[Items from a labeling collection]
*-*-*

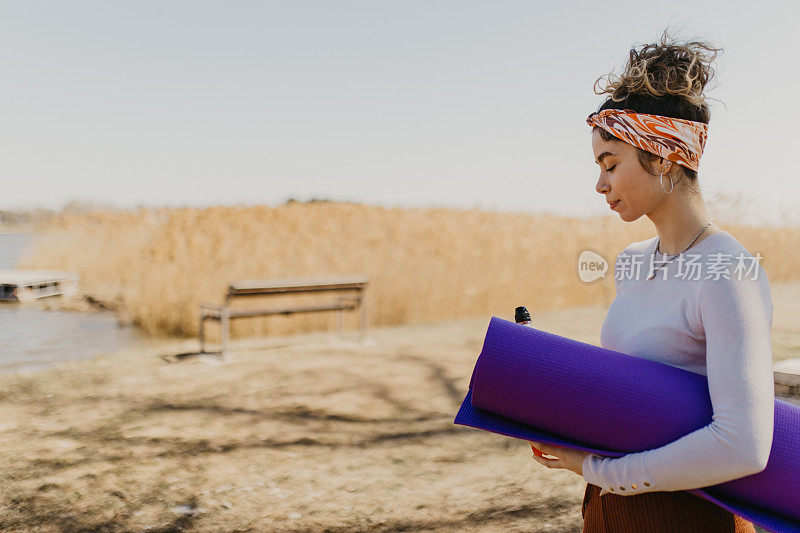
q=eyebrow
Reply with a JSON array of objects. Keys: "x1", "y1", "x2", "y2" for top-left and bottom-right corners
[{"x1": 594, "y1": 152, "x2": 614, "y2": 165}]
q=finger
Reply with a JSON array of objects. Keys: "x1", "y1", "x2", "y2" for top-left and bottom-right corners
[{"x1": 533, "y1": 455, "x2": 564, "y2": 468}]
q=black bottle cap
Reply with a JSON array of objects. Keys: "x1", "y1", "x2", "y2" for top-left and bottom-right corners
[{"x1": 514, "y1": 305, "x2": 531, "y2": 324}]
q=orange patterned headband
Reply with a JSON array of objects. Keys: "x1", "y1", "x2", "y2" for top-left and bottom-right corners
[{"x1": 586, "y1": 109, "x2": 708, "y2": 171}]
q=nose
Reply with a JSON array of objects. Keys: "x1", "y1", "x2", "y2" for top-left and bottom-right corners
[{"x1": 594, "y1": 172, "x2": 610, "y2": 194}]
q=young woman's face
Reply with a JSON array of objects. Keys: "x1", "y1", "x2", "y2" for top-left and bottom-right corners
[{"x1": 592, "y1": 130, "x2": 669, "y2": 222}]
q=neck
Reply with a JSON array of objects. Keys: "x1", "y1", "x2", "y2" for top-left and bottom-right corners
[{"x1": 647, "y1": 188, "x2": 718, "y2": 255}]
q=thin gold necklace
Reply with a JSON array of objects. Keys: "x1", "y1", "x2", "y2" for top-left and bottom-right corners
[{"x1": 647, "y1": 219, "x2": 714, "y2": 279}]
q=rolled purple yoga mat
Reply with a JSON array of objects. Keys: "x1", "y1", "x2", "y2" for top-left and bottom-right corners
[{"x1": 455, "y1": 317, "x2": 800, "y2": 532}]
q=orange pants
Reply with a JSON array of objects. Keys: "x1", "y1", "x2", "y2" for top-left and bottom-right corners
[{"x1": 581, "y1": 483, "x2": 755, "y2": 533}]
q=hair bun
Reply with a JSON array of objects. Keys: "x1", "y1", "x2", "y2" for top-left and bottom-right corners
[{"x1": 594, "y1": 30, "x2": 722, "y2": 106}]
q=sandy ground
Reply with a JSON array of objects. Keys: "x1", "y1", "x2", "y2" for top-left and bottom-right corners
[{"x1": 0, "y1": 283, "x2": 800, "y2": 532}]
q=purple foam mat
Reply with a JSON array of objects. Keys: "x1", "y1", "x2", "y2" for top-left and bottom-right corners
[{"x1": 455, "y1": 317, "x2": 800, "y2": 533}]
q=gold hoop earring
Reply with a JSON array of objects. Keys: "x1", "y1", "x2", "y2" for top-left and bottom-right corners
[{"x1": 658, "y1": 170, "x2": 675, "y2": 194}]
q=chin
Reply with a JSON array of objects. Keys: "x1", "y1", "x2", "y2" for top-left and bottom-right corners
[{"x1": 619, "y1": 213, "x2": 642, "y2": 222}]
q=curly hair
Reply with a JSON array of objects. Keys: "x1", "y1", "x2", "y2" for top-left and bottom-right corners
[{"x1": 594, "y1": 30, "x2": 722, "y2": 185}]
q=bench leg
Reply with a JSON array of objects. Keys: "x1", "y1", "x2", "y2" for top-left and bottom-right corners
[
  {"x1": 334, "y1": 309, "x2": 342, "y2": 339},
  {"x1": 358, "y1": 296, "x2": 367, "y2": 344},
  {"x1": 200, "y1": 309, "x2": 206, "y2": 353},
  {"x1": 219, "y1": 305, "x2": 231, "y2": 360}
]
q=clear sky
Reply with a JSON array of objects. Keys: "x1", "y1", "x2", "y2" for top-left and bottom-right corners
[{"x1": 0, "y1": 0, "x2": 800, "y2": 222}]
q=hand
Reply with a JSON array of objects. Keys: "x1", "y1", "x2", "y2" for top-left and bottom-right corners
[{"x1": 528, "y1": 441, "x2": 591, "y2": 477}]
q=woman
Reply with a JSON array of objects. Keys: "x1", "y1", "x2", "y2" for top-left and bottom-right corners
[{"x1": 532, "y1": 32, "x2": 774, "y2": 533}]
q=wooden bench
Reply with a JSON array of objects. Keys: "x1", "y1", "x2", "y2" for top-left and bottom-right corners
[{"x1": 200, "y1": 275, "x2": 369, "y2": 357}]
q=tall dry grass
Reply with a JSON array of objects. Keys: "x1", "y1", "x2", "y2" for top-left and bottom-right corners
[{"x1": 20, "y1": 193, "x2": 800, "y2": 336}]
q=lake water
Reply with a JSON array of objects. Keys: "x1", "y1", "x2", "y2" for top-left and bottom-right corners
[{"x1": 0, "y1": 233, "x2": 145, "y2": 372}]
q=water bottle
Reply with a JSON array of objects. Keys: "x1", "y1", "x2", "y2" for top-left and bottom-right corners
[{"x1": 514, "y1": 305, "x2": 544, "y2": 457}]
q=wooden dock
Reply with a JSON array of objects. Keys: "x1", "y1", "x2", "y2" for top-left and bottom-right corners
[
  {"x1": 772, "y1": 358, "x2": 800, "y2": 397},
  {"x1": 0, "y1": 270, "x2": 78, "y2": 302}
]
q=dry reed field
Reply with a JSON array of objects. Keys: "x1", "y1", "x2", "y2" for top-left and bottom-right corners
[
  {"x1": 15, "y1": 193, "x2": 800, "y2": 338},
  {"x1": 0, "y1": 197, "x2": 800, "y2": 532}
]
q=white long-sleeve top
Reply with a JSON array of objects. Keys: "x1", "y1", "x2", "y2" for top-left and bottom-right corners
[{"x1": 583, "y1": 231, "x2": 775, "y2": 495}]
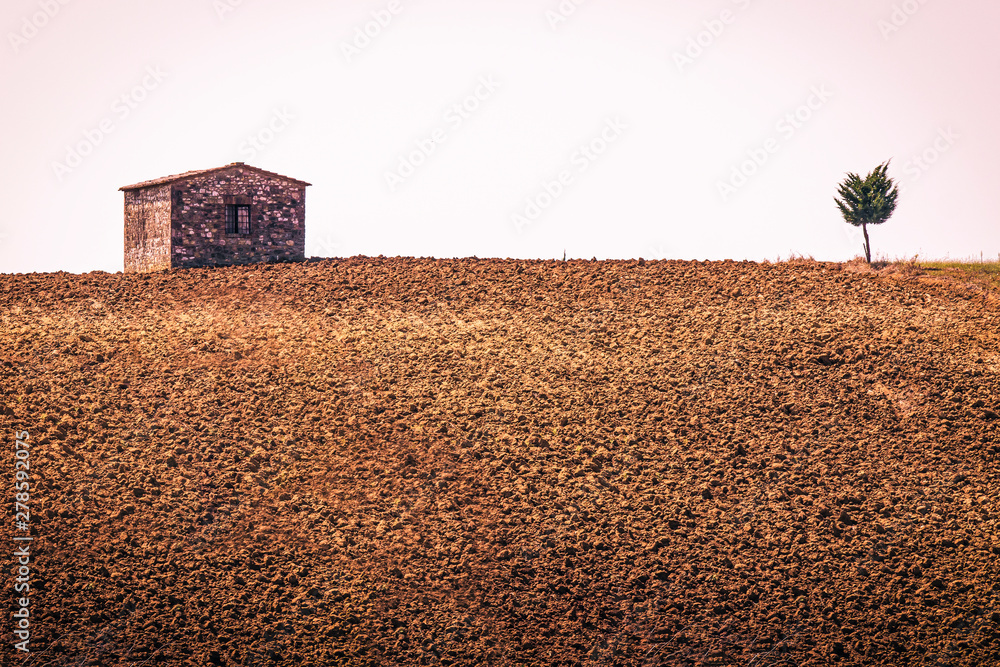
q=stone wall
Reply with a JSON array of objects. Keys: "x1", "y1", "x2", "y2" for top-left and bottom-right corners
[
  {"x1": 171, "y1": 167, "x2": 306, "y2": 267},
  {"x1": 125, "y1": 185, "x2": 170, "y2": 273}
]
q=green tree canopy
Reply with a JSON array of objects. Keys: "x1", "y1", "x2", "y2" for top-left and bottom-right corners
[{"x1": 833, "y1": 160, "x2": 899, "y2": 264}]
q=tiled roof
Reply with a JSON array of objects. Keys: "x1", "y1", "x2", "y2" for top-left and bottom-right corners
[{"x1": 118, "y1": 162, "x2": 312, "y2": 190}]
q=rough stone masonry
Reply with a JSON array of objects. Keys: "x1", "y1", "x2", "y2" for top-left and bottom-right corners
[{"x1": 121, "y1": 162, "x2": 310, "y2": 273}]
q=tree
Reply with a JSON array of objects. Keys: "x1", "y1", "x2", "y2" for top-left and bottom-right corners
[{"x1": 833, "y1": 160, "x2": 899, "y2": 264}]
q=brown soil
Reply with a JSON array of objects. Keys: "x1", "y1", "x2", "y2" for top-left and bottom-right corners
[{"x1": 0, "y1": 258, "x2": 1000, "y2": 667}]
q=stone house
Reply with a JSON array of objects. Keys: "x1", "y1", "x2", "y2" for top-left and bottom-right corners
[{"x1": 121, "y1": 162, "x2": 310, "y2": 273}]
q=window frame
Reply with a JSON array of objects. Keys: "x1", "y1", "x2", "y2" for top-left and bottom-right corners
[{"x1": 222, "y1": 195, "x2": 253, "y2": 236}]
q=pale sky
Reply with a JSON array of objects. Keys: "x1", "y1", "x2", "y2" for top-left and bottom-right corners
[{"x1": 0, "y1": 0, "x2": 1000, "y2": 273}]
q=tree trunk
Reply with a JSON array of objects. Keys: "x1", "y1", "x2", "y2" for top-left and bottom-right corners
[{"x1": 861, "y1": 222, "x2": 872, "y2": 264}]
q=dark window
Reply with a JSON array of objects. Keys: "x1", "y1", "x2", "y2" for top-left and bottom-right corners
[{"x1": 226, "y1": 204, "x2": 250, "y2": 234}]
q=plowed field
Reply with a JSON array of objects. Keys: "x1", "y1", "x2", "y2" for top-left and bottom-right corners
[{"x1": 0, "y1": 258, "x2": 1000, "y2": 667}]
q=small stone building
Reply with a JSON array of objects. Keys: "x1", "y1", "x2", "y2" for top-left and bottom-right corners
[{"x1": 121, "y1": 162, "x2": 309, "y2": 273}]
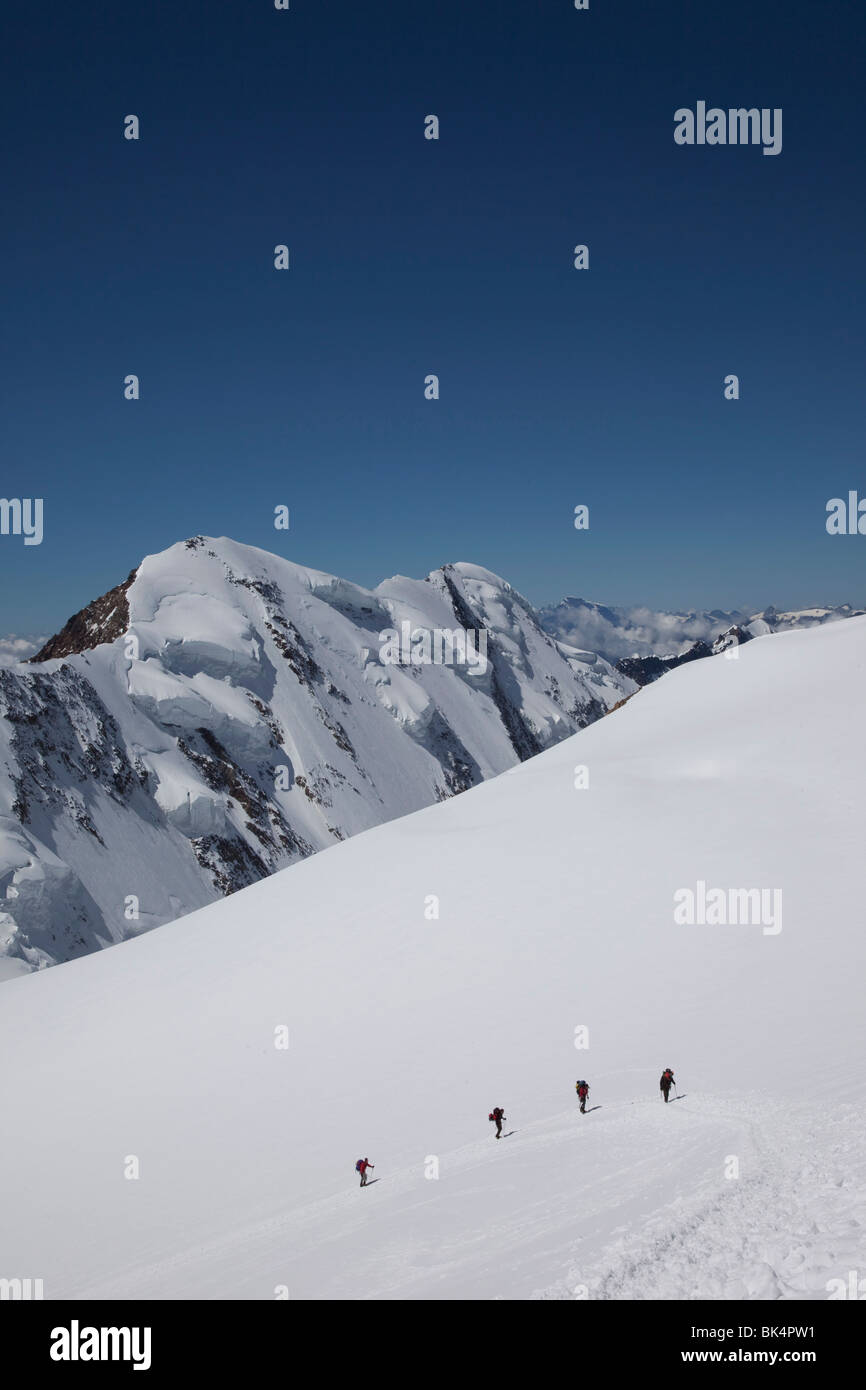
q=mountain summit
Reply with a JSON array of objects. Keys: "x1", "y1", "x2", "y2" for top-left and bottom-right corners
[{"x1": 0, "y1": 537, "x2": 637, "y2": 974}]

*-*-*

• Given instruction: Turn the lines of the records from the one containing "q=plowed field" through the last line, both ends included, into a numbered list with no blank lines. Leave out the pictures.

• Written answer:
1. q=plowed field
2. Reply with a JSON array of objects. Keys: "x1", "y1", "x2", "y2" for top-left and bottom-right corners
3. [{"x1": 0, "y1": 258, "x2": 1000, "y2": 667}]
4. q=small stone building
5. Reply with a JSON array of objects. Keys: "x1", "y1", "x2", "y2" for top-left and bottom-right corners
6. [{"x1": 121, "y1": 162, "x2": 309, "y2": 273}]
7. q=mountain summit
8. Reply with a JSON array of objects. Keys: "x1", "y1", "x2", "y2" for top-left and bottom-right corners
9. [{"x1": 0, "y1": 537, "x2": 637, "y2": 974}]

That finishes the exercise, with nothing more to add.